Exercise objective:
Replicate the data exactly, every line included.

Text-to-region grounding data:
* * * * * * * * *

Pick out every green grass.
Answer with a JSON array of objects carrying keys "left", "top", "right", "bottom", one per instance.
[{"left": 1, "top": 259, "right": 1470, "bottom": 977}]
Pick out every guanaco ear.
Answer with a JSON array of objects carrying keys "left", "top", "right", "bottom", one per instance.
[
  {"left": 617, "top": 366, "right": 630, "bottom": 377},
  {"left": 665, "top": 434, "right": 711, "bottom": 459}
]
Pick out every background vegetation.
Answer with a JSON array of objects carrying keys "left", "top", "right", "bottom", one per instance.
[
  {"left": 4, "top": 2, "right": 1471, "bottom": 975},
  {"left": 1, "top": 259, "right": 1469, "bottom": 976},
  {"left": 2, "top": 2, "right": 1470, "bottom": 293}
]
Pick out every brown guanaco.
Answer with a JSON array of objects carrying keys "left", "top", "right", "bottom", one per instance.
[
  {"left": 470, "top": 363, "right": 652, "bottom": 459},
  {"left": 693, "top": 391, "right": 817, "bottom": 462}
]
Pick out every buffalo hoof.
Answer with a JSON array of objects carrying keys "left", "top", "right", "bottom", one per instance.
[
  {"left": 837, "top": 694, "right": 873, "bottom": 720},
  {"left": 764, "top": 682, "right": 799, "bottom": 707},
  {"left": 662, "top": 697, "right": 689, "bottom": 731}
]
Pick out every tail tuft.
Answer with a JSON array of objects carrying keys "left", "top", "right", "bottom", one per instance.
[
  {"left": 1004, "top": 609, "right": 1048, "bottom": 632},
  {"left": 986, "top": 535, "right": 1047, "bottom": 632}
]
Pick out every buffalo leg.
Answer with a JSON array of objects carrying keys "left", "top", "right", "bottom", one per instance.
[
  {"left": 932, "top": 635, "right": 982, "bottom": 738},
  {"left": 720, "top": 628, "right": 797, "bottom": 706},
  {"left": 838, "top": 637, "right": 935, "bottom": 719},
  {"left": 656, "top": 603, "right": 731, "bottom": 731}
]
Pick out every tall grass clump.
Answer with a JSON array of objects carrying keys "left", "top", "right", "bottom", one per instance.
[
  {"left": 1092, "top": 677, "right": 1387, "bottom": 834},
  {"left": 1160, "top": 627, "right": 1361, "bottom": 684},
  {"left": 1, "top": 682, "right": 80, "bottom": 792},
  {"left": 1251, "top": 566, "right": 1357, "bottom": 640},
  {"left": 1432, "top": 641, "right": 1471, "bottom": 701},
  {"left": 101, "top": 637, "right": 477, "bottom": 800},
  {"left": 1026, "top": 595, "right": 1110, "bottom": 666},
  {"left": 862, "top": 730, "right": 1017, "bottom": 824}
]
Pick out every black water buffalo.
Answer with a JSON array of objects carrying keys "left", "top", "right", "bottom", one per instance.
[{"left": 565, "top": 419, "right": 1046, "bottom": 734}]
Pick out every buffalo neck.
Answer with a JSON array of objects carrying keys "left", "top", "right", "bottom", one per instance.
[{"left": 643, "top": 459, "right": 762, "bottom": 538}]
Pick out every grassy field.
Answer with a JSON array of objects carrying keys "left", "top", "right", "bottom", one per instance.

* * * * * * * * *

Task answer:
Pick out every green grass.
Answer with a JSON array of objects carrying keys "left", "top", "right", "bottom", one per instance.
[{"left": 1, "top": 259, "right": 1470, "bottom": 977}]
Pick out every guanaco ear.
Answer with a JSON array of objects carrying keys "left", "top", "right", "bottom", one per instance.
[
  {"left": 617, "top": 366, "right": 630, "bottom": 377},
  {"left": 665, "top": 434, "right": 711, "bottom": 459}
]
Pick out every background vegetation.
Answer with a JSON array of objects carrying keys "left", "top", "right", "bottom", one per instance.
[
  {"left": 4, "top": 2, "right": 1471, "bottom": 975},
  {"left": 1, "top": 259, "right": 1469, "bottom": 976},
  {"left": 2, "top": 2, "right": 1470, "bottom": 293}
]
Pick out every brown guanaco.
Answer with a JSON array of objects carrying keys "left", "top", "right", "bottom", one per instance.
[
  {"left": 470, "top": 363, "right": 652, "bottom": 459},
  {"left": 693, "top": 391, "right": 817, "bottom": 462}
]
Pick out every buffalo hoof.
Answer with a JSON array of objects carrying keys "left", "top", "right", "bottom", one per instance.
[
  {"left": 837, "top": 694, "right": 873, "bottom": 720},
  {"left": 764, "top": 682, "right": 799, "bottom": 707},
  {"left": 662, "top": 697, "right": 689, "bottom": 731}
]
Pick out every tail tuft.
Answer with a JSON array of objects carrying keys "left", "top", "right", "bottom", one per instance.
[
  {"left": 1004, "top": 609, "right": 1048, "bottom": 632},
  {"left": 986, "top": 535, "right": 1047, "bottom": 632}
]
Pick out every buffalo leg.
Answer with a JSON array of objects carrying keys "left", "top", "right", "bottom", one per instance.
[
  {"left": 932, "top": 635, "right": 982, "bottom": 738},
  {"left": 720, "top": 628, "right": 797, "bottom": 706},
  {"left": 838, "top": 637, "right": 935, "bottom": 719},
  {"left": 656, "top": 603, "right": 731, "bottom": 731}
]
Pick out every tall grass clump.
Answer with a JSON array of objects carrying keys "left", "top", "right", "bottom", one per instance.
[
  {"left": 1092, "top": 677, "right": 1387, "bottom": 834},
  {"left": 1160, "top": 627, "right": 1361, "bottom": 684},
  {"left": 1, "top": 682, "right": 80, "bottom": 792},
  {"left": 1251, "top": 566, "right": 1357, "bottom": 640},
  {"left": 1432, "top": 641, "right": 1471, "bottom": 701},
  {"left": 101, "top": 637, "right": 477, "bottom": 800},
  {"left": 1026, "top": 595, "right": 1110, "bottom": 666},
  {"left": 862, "top": 730, "right": 1017, "bottom": 824}
]
Pick out every black water buffalo.
Answer with a JSON array of objects carrying keys "left", "top", "right", "bottom", one per instance.
[{"left": 565, "top": 419, "right": 1046, "bottom": 734}]
Pick out every buffalo neck.
Answer with a JSON array of objects carrying keys "left", "top", "right", "bottom", one per instance.
[{"left": 643, "top": 459, "right": 762, "bottom": 538}]
Pick out every grassy field.
Answer with a JSON array of objects carrying keys "left", "top", "right", "bottom", one per instance.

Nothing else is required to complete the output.